*PROBLEM REQUIREMENTS*
Please pick out each line in the rows below that contains the word "arched", and copy those lines in full.

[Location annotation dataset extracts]
— Begin —
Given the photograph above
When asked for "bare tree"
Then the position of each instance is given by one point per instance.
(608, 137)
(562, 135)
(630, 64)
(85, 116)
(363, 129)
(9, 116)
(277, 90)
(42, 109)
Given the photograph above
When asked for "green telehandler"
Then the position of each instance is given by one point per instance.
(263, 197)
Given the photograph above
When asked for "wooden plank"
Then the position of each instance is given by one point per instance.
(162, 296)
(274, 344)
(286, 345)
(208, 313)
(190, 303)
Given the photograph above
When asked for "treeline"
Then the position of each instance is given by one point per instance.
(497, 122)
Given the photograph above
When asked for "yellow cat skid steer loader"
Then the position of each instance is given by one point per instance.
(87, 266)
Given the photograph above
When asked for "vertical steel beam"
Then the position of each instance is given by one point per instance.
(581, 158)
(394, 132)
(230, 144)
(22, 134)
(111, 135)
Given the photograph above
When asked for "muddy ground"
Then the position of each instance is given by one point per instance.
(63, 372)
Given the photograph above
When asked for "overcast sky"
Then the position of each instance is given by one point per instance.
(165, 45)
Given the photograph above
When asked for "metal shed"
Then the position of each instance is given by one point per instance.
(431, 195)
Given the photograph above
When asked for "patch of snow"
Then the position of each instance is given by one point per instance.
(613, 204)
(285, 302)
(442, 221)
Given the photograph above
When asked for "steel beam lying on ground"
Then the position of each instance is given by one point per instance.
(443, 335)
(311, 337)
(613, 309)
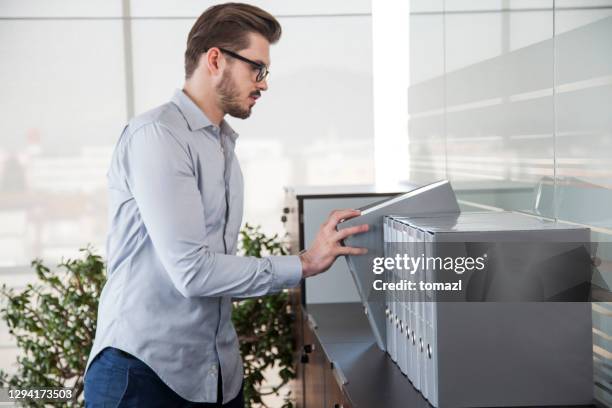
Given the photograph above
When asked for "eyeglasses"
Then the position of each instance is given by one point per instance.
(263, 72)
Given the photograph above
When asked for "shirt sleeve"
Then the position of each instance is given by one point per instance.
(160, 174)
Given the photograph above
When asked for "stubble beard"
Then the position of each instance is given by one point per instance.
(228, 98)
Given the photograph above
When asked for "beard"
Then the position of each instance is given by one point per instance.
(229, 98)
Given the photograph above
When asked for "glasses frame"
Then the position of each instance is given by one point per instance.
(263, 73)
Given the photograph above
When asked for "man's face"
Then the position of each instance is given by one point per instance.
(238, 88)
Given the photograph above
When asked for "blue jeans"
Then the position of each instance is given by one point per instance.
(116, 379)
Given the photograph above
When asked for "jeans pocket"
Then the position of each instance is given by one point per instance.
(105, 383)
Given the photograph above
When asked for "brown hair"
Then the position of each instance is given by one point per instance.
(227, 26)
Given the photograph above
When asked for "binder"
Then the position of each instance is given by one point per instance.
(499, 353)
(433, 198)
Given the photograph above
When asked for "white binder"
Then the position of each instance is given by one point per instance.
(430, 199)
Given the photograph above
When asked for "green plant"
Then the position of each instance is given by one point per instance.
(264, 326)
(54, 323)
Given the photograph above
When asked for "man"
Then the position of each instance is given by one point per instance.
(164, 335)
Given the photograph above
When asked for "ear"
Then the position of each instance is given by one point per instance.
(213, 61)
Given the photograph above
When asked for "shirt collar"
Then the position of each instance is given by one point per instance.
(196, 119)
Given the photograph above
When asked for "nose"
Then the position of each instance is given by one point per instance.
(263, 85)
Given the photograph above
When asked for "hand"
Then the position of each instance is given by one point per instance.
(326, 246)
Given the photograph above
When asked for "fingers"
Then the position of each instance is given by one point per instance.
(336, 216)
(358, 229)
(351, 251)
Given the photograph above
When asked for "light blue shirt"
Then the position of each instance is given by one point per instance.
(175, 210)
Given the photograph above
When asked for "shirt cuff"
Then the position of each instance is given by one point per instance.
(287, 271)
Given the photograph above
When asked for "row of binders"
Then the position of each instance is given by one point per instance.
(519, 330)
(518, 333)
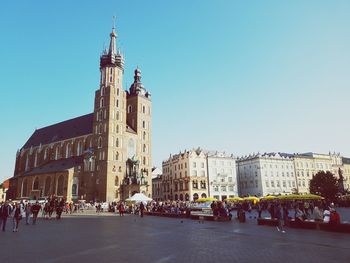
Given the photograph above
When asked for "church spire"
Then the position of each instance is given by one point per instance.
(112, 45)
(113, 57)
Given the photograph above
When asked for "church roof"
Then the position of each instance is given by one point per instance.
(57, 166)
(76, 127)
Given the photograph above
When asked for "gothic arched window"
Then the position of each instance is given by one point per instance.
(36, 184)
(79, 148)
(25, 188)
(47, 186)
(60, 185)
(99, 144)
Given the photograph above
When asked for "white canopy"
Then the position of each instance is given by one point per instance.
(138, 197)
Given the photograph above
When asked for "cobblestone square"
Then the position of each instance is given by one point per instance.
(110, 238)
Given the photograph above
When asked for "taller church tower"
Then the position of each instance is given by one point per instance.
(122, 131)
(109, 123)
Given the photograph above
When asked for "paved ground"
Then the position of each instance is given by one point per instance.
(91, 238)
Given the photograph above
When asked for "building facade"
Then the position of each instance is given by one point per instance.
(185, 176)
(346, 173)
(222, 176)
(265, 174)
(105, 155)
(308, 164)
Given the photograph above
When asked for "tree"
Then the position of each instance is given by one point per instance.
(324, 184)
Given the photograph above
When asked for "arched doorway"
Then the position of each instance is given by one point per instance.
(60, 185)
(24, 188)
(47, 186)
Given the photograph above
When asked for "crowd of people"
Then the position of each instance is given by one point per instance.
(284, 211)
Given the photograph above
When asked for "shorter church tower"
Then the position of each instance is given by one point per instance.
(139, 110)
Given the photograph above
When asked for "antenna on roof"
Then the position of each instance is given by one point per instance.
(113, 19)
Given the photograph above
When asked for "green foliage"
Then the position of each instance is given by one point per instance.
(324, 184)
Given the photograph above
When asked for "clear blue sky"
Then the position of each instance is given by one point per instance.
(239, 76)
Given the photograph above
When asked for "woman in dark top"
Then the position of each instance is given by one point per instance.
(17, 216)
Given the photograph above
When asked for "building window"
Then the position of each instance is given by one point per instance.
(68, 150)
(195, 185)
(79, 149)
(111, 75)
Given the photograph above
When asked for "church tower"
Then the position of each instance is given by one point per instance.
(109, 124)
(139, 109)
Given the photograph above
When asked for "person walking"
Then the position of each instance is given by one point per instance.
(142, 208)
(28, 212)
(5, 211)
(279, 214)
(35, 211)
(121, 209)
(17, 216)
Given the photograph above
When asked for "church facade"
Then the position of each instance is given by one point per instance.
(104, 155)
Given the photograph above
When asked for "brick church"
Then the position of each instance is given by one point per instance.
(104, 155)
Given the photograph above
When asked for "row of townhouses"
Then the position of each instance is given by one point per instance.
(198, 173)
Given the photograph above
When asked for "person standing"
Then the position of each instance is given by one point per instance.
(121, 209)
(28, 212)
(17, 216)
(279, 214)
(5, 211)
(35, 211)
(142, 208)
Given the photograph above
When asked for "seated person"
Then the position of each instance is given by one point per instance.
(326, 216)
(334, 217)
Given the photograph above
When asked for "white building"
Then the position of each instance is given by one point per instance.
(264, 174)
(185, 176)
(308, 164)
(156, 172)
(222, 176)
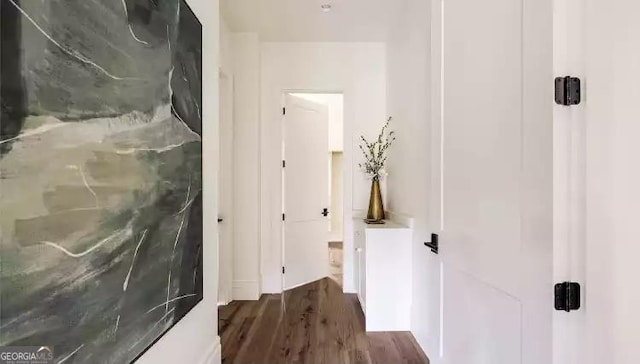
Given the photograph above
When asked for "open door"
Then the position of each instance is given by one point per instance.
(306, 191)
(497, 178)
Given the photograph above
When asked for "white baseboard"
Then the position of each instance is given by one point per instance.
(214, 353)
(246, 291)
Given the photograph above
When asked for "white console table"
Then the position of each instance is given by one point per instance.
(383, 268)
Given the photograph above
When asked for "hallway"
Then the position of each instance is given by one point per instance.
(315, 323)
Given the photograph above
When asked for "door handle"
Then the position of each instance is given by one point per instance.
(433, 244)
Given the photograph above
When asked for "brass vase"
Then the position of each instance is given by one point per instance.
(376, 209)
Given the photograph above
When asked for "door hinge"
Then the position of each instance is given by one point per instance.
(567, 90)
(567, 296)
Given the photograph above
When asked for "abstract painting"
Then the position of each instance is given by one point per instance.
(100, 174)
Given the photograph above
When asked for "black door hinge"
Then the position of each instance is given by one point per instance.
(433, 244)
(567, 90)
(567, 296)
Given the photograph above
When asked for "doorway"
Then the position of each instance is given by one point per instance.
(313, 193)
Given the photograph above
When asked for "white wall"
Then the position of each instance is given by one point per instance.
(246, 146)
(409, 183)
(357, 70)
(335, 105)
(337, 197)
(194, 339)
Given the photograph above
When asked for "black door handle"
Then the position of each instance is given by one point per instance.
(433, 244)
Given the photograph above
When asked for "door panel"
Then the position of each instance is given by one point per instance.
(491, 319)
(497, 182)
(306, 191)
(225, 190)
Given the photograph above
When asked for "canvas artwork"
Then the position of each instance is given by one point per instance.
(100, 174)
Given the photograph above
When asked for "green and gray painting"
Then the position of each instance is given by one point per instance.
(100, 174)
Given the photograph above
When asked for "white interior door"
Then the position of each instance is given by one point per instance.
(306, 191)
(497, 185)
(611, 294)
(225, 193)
— End —
— Begin —
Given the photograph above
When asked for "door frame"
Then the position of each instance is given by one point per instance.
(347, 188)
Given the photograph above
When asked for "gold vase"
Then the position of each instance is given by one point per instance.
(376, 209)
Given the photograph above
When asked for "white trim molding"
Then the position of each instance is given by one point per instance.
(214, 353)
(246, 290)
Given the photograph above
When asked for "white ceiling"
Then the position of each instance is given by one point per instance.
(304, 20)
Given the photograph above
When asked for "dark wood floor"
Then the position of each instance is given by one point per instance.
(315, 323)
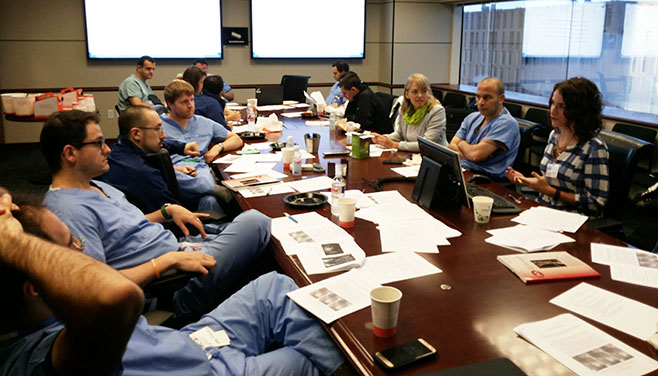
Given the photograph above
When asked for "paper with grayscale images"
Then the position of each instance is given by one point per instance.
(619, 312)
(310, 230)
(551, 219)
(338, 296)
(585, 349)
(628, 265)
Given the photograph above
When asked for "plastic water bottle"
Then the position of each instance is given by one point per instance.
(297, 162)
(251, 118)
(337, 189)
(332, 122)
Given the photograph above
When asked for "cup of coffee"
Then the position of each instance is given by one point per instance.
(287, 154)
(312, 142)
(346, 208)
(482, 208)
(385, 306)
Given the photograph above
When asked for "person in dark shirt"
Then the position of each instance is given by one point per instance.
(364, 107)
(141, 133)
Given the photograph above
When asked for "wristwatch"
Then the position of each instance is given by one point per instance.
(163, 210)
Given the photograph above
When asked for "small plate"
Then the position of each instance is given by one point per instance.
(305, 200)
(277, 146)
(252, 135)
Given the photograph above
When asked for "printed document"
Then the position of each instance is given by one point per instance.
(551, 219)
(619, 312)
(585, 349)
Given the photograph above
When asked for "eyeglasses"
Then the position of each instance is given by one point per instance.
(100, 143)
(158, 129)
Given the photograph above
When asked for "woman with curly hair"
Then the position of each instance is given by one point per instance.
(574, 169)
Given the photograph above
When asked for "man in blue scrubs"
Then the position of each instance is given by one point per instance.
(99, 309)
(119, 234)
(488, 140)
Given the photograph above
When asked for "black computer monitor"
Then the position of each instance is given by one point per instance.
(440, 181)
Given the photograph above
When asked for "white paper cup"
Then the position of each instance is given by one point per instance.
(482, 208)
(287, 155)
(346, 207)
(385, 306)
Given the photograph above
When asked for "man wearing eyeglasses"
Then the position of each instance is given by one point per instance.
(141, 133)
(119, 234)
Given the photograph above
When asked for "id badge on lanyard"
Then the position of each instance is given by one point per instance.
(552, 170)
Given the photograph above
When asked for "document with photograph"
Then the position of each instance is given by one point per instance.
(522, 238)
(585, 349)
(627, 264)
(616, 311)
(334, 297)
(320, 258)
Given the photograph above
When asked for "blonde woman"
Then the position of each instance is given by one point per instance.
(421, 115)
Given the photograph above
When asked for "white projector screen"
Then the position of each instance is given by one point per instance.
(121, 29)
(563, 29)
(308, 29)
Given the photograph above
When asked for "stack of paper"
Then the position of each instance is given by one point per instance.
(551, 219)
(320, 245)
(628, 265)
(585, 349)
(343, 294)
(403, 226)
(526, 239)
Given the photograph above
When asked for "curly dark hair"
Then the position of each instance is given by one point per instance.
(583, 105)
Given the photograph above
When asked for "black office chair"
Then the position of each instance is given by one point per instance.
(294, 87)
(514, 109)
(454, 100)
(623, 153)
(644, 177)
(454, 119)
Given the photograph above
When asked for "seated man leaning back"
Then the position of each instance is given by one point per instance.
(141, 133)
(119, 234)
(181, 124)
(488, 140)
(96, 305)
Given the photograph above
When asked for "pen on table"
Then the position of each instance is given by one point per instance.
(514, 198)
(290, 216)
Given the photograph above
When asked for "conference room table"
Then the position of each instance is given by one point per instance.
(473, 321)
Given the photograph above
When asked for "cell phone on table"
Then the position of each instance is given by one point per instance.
— End —
*SOLVED PROBLEM*
When asked for "gothic arched window"
When asked for "arched doorway"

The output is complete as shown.